• **PROBLEM REQUIREMENTS**:
Please give again, exactly, every line of the material from the one containing "Can you spot the man's ear" to the end, including both of those lines.

══════════

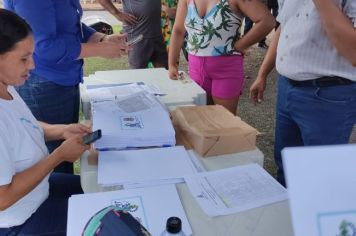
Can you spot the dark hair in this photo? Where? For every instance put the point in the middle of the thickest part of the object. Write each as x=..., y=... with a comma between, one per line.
x=12, y=30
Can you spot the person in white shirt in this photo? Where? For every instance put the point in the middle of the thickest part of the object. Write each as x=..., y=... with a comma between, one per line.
x=33, y=201
x=314, y=51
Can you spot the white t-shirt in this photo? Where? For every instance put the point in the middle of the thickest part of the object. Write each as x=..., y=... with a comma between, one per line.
x=21, y=146
x=304, y=51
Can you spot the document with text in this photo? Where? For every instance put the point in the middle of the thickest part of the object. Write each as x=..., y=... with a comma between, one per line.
x=235, y=189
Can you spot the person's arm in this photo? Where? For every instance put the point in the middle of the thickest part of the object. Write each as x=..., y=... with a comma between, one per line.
x=339, y=29
x=170, y=11
x=25, y=181
x=120, y=15
x=177, y=39
x=259, y=85
x=106, y=46
x=59, y=132
x=263, y=19
x=49, y=46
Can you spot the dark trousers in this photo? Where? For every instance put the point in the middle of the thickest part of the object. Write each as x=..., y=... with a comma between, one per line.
x=307, y=116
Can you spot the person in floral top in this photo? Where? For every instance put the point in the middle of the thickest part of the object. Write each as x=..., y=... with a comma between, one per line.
x=214, y=44
x=168, y=15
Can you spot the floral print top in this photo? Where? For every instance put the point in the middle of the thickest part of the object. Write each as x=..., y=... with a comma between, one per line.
x=216, y=33
x=166, y=22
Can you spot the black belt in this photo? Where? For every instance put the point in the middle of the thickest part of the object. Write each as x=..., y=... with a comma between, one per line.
x=326, y=81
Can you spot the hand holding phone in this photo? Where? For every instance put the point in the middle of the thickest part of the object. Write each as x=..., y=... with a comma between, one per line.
x=134, y=40
x=92, y=137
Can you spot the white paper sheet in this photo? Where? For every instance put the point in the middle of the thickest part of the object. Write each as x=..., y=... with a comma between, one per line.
x=322, y=189
x=112, y=92
x=148, y=166
x=151, y=205
x=235, y=189
x=138, y=120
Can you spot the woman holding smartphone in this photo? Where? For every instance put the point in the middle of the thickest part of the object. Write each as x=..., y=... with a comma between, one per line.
x=61, y=43
x=33, y=201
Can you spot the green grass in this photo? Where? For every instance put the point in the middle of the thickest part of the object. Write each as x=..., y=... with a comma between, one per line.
x=91, y=65
x=100, y=64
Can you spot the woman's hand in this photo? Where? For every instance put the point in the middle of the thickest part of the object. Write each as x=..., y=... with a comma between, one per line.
x=75, y=130
x=71, y=149
x=257, y=88
x=114, y=46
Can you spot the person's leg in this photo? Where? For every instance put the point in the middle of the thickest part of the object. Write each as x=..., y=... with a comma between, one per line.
x=198, y=74
x=248, y=25
x=227, y=76
x=160, y=56
x=53, y=104
x=51, y=217
x=287, y=132
x=325, y=115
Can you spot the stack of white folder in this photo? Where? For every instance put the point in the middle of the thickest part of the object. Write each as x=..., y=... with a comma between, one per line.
x=136, y=120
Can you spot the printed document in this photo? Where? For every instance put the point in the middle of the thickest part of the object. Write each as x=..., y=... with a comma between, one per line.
x=137, y=120
x=151, y=206
x=116, y=91
x=235, y=189
x=321, y=184
x=148, y=166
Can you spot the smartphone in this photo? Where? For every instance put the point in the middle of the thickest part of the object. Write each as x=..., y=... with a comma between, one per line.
x=92, y=137
x=135, y=40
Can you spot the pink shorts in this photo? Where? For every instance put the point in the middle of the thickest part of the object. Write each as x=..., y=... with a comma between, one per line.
x=220, y=76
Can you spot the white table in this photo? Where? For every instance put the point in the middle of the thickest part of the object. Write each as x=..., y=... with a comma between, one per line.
x=270, y=220
x=178, y=92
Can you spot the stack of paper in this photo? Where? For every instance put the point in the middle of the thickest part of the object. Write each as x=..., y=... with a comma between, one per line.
x=137, y=120
x=114, y=91
x=151, y=206
x=235, y=189
x=144, y=167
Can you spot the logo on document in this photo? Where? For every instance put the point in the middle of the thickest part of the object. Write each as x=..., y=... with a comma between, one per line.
x=131, y=122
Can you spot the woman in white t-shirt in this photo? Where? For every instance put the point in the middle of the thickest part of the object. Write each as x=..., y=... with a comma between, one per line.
x=33, y=201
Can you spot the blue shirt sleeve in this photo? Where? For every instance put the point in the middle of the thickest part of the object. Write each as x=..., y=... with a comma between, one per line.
x=51, y=46
x=87, y=32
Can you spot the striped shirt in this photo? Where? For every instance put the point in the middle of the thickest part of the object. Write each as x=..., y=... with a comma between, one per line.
x=304, y=52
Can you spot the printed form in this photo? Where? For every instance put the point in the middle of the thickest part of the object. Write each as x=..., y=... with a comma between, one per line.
x=235, y=189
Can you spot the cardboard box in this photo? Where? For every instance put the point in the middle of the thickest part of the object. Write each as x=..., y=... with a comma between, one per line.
x=213, y=130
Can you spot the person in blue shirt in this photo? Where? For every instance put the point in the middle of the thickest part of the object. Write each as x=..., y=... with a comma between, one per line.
x=61, y=43
x=33, y=200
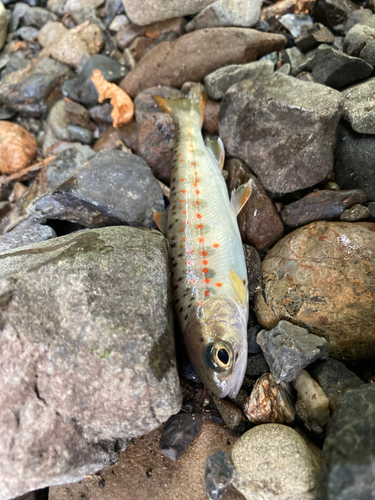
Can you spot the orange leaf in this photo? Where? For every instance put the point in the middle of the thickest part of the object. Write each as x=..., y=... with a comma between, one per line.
x=123, y=107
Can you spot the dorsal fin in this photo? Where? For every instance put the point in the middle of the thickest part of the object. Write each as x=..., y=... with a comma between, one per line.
x=216, y=147
x=239, y=287
x=241, y=195
x=161, y=220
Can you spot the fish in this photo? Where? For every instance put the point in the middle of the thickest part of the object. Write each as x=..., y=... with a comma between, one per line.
x=207, y=263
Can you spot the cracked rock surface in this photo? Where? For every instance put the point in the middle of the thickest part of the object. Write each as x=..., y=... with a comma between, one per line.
x=87, y=353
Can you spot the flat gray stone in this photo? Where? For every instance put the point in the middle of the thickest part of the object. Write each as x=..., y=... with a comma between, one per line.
x=336, y=69
x=288, y=349
x=243, y=13
x=284, y=128
x=219, y=81
x=359, y=106
x=112, y=188
x=354, y=166
x=348, y=469
x=87, y=353
x=25, y=233
x=150, y=11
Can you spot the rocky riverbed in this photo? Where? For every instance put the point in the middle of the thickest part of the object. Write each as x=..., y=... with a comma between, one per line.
x=98, y=399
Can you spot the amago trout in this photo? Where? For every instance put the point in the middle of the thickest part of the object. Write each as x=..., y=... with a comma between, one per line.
x=208, y=269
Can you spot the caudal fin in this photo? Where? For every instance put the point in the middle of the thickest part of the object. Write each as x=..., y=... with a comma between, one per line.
x=195, y=102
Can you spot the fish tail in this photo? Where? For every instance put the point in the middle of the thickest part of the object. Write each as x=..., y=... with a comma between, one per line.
x=194, y=103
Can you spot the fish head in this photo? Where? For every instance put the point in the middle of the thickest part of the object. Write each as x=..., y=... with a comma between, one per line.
x=215, y=338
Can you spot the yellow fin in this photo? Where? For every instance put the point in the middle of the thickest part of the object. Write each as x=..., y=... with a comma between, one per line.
x=195, y=101
x=239, y=286
x=241, y=195
x=161, y=220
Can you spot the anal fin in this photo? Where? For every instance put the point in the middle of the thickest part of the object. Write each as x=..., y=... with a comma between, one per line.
x=241, y=195
x=239, y=287
x=216, y=147
x=161, y=220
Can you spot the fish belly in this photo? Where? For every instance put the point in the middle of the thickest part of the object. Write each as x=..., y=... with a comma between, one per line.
x=205, y=243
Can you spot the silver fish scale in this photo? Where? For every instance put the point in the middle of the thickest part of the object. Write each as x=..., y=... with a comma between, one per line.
x=205, y=243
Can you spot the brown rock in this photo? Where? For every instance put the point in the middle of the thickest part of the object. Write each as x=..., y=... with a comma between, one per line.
x=155, y=131
x=321, y=277
x=143, y=473
x=269, y=402
x=176, y=24
x=83, y=41
x=17, y=147
x=195, y=55
x=259, y=223
x=321, y=205
x=211, y=116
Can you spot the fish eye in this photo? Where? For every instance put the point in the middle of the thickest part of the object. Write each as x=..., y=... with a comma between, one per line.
x=219, y=356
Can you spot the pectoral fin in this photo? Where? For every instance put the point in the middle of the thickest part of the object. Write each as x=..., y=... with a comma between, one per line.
x=239, y=287
x=241, y=195
x=216, y=147
x=161, y=220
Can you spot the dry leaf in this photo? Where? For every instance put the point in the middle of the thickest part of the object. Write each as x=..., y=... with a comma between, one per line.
x=123, y=107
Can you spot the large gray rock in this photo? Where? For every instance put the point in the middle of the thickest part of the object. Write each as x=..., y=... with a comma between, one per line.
x=244, y=13
x=87, y=353
x=218, y=82
x=112, y=188
x=273, y=462
x=359, y=106
x=150, y=11
x=289, y=348
x=348, y=469
x=282, y=127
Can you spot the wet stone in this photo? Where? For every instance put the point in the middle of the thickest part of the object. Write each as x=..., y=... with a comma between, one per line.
x=218, y=475
x=178, y=434
x=270, y=402
x=330, y=291
x=356, y=212
x=25, y=233
x=354, y=168
x=218, y=82
x=333, y=13
x=265, y=123
x=321, y=205
x=334, y=68
x=313, y=36
x=61, y=168
x=82, y=89
x=275, y=460
x=221, y=46
x=335, y=379
x=258, y=221
x=289, y=348
x=256, y=365
x=359, y=106
x=112, y=188
x=348, y=468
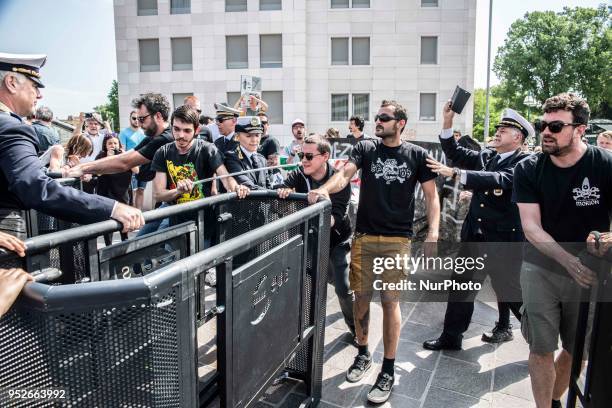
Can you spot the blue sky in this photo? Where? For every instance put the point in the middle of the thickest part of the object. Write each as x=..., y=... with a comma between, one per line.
x=79, y=38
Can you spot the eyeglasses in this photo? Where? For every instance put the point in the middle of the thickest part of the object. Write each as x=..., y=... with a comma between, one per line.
x=141, y=119
x=555, y=126
x=384, y=118
x=308, y=156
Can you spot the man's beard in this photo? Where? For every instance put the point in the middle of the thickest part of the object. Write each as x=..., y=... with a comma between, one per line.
x=151, y=130
x=385, y=134
x=555, y=149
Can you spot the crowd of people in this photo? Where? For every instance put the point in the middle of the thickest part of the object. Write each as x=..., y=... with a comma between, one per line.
x=561, y=194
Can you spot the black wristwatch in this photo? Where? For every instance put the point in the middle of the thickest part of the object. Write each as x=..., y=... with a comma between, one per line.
x=456, y=172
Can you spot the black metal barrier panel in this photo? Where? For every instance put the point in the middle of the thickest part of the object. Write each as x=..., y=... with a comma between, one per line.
x=112, y=341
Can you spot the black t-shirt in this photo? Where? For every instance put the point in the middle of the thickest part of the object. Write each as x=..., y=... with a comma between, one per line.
x=388, y=181
x=200, y=162
x=149, y=145
x=573, y=201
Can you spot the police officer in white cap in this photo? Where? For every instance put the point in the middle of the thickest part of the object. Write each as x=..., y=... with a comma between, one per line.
x=245, y=157
x=492, y=217
x=23, y=185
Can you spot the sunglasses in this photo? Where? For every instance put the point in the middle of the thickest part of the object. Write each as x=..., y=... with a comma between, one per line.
x=384, y=118
x=555, y=126
x=308, y=156
x=141, y=119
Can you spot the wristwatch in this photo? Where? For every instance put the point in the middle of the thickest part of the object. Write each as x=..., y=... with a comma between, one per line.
x=456, y=172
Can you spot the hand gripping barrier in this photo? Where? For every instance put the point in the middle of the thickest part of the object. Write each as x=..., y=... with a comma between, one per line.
x=133, y=342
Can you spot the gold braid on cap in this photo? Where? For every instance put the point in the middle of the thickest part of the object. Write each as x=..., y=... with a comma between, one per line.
x=26, y=72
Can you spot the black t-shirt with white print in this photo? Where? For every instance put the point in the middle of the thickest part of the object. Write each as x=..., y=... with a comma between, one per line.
x=573, y=201
x=388, y=180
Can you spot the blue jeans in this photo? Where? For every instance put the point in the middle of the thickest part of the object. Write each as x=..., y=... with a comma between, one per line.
x=339, y=267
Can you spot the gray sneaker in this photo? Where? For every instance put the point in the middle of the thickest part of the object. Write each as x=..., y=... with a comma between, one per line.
x=361, y=364
x=381, y=390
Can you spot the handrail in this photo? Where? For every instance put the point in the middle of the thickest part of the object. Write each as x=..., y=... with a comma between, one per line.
x=48, y=241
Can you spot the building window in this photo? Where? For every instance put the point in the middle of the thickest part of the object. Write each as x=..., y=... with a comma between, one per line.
x=349, y=3
x=429, y=50
x=429, y=3
x=339, y=51
x=181, y=54
x=361, y=51
x=149, y=55
x=271, y=51
x=179, y=99
x=235, y=5
x=147, y=7
x=266, y=5
x=274, y=99
x=361, y=3
x=339, y=107
x=361, y=105
x=180, y=6
x=237, y=51
x=427, y=105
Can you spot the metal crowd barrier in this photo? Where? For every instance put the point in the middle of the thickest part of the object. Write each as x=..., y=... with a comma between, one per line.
x=100, y=339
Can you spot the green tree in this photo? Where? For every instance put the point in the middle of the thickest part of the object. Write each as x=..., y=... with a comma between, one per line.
x=110, y=110
x=546, y=53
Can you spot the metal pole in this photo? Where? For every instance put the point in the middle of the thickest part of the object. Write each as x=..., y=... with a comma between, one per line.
x=486, y=129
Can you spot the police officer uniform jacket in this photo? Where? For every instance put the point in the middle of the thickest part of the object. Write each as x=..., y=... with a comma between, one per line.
x=492, y=214
x=23, y=184
x=237, y=160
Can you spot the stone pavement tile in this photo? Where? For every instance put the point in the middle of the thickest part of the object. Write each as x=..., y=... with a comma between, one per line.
x=428, y=312
x=412, y=355
x=337, y=390
x=441, y=398
x=275, y=393
x=513, y=379
x=501, y=400
x=515, y=351
x=462, y=377
x=418, y=333
x=395, y=400
x=475, y=351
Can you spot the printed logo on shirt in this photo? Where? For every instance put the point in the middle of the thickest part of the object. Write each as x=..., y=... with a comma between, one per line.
x=586, y=195
x=184, y=172
x=390, y=171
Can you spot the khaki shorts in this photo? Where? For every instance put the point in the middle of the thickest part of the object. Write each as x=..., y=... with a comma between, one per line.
x=550, y=309
x=367, y=250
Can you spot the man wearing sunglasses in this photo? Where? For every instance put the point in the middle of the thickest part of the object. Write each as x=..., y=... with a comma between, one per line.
x=315, y=172
x=129, y=138
x=492, y=217
x=390, y=171
x=562, y=194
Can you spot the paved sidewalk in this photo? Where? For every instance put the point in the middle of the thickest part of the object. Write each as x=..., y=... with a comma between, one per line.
x=480, y=375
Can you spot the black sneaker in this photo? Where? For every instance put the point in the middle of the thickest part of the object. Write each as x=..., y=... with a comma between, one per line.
x=381, y=390
x=499, y=334
x=361, y=364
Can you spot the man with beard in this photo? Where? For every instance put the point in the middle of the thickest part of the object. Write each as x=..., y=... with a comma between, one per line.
x=492, y=217
x=315, y=171
x=23, y=185
x=299, y=131
x=390, y=169
x=152, y=111
x=562, y=194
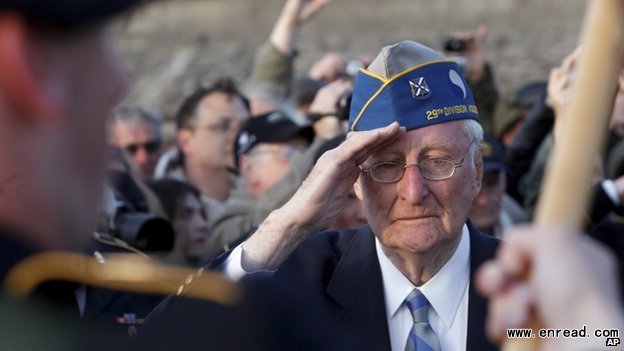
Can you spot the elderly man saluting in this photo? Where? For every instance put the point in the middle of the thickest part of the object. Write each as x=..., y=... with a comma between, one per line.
x=404, y=281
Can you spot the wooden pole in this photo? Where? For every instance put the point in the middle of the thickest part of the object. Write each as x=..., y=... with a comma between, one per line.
x=567, y=183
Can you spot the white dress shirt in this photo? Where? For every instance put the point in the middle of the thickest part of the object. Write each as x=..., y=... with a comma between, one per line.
x=447, y=293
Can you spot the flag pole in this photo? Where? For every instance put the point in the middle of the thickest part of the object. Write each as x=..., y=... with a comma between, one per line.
x=566, y=187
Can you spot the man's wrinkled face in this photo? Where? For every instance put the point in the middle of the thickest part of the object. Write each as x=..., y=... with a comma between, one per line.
x=415, y=214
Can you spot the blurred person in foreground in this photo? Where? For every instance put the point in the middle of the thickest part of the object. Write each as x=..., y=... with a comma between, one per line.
x=571, y=283
x=138, y=131
x=493, y=211
x=59, y=81
x=413, y=155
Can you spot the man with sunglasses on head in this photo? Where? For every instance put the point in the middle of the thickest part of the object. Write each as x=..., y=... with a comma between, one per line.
x=138, y=131
x=404, y=281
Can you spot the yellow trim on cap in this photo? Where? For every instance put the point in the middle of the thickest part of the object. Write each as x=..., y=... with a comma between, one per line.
x=386, y=83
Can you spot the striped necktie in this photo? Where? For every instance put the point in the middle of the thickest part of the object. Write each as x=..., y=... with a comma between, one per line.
x=421, y=337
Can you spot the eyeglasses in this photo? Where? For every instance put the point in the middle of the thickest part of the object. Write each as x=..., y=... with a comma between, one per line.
x=431, y=169
x=150, y=147
x=225, y=125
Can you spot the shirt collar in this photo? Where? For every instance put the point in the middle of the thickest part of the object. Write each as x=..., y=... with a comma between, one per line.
x=445, y=301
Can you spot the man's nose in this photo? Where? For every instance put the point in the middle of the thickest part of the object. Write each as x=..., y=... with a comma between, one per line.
x=413, y=187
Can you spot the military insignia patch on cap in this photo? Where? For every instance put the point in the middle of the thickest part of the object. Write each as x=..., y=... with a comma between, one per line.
x=420, y=89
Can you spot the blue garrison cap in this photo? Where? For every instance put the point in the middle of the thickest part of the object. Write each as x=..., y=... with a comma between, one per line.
x=413, y=85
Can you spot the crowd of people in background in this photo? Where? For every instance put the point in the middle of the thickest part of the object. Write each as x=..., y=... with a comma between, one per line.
x=242, y=150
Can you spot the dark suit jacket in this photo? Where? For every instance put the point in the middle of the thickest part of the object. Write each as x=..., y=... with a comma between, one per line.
x=342, y=270
x=328, y=295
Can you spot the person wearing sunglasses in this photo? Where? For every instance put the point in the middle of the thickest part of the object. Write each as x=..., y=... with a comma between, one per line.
x=138, y=131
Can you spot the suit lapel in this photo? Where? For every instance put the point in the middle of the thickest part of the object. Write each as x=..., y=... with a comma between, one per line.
x=357, y=287
x=482, y=248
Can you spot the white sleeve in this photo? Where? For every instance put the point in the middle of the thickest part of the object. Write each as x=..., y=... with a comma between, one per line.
x=233, y=269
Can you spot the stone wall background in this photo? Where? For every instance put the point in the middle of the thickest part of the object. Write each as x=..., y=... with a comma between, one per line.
x=170, y=47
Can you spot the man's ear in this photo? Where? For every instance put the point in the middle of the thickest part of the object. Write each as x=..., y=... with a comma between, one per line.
x=23, y=74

══════════

• **EXERCISE RESPONSE**:
Can you spot the man's ear in this photo? Where? For every instance put the point in the middle of the thickest part of the object. Write each as x=..., y=... with a comma between, one per line.
x=23, y=74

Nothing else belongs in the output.